| Work request |
Search the entries below for the word "every", then copy each line in which it is found.

| Records to use |
═══

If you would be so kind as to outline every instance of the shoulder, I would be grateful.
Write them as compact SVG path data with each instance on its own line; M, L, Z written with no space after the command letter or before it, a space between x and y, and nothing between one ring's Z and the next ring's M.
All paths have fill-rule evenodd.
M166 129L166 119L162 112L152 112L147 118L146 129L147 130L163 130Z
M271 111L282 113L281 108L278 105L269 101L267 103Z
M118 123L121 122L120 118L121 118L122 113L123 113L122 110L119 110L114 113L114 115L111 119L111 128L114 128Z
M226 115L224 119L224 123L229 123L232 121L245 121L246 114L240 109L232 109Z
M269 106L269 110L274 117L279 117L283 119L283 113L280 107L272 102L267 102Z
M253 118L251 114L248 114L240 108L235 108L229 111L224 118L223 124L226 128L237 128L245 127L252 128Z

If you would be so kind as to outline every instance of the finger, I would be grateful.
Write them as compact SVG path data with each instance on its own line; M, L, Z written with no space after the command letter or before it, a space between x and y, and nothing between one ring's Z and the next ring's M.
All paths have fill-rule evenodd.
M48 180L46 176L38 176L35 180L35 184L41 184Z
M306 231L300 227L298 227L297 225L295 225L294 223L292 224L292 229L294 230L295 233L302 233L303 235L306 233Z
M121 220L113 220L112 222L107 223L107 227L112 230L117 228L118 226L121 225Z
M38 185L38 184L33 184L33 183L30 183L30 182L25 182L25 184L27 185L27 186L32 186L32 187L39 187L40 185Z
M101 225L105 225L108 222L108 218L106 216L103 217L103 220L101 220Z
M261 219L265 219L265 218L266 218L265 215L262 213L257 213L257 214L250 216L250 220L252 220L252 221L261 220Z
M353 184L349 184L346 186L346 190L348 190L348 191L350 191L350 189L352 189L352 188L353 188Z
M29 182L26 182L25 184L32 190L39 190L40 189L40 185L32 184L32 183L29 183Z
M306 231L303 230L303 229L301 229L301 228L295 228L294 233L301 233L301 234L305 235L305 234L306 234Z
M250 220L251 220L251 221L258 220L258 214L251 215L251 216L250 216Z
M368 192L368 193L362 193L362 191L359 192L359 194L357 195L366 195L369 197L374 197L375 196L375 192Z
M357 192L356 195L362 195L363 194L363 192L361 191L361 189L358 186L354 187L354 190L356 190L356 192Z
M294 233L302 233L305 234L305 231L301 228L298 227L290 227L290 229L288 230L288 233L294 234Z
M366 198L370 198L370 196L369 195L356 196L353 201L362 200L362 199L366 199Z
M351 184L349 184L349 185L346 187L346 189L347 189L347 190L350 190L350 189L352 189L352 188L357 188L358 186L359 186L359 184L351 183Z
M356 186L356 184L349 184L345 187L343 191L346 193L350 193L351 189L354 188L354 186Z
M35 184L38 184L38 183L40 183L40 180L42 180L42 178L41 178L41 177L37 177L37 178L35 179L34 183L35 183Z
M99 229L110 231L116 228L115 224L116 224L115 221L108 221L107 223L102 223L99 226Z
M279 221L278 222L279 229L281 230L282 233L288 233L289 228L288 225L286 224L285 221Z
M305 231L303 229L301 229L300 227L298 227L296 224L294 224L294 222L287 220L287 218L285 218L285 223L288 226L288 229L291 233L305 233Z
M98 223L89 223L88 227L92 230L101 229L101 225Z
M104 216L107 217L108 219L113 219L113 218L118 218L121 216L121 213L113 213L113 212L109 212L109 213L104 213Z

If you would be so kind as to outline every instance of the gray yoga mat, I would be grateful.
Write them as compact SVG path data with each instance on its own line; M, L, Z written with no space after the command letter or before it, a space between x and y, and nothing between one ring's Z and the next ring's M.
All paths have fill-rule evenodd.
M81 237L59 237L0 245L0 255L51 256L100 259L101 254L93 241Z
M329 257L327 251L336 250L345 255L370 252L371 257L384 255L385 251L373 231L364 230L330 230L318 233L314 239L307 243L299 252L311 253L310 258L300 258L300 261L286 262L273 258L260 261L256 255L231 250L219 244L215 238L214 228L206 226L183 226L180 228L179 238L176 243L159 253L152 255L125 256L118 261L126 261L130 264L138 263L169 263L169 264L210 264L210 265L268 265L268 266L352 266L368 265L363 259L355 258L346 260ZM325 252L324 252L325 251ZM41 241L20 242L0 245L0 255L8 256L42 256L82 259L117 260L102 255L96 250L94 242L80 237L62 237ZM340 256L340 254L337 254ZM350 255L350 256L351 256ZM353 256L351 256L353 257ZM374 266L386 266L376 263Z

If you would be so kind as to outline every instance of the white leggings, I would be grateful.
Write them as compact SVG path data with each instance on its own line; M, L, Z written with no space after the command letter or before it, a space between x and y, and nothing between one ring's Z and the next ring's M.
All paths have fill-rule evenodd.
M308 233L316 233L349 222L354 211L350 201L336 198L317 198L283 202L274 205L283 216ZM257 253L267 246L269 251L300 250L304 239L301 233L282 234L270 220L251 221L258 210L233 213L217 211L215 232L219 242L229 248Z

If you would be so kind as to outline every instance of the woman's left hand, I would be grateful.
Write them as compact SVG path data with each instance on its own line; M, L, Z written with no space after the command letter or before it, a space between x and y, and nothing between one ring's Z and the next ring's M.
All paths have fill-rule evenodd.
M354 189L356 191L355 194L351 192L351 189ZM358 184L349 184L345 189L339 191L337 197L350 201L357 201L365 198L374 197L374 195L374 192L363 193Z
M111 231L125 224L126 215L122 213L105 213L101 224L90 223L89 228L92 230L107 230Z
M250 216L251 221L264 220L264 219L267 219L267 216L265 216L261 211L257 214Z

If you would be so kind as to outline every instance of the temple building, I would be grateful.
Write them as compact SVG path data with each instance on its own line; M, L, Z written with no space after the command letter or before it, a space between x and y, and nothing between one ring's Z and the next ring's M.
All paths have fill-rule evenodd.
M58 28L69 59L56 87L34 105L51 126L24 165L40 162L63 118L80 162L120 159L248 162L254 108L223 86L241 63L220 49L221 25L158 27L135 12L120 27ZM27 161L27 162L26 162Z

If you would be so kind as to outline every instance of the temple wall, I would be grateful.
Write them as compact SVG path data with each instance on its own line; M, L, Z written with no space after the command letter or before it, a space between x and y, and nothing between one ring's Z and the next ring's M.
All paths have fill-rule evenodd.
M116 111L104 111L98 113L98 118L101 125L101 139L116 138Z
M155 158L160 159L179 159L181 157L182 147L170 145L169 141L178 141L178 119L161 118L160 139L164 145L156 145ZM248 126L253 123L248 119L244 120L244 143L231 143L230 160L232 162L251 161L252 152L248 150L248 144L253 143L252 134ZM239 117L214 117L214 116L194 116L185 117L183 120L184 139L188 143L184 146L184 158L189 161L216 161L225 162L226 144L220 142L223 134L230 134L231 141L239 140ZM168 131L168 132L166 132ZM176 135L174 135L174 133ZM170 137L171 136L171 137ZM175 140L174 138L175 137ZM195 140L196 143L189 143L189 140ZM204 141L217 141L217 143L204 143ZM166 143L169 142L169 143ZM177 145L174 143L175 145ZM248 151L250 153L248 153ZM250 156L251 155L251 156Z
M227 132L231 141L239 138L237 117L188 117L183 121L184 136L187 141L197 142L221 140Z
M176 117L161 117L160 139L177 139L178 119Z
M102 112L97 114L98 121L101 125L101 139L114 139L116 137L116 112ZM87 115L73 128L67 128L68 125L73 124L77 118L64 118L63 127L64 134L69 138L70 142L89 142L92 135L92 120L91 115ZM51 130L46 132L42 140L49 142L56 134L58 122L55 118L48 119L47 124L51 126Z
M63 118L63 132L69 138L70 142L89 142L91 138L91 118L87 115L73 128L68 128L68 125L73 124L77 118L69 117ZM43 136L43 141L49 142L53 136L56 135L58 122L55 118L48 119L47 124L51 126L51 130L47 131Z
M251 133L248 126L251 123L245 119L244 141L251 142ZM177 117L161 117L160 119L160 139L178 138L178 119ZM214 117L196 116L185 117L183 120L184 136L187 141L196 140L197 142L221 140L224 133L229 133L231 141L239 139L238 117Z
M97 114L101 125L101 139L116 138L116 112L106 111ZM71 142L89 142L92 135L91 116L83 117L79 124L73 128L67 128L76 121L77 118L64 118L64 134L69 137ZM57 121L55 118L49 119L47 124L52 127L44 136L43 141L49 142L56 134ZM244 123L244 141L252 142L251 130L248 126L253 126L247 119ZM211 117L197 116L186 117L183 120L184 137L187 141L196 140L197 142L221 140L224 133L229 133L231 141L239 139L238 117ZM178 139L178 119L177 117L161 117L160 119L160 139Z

═══

| Result of this task |
If you would be so kind as to outline every instance of the shoulder, I would be grateful.
If you would be so kind as to outline every instance of the finger, I would be grateful.
If you would be so kind as to outline every instance of the gray yoga mat, I would be grateful.
If you would be so kind as to outline every instance of the white leggings, I would be grateful.
If you would be so kind as to outline every instance of the woman's left hand, I would be grateful.
If you would be so kind as to outline every instance of the temple building, I would be grateful.
If you would be so kind as to outline every instance of the temple wall, I would be grateful.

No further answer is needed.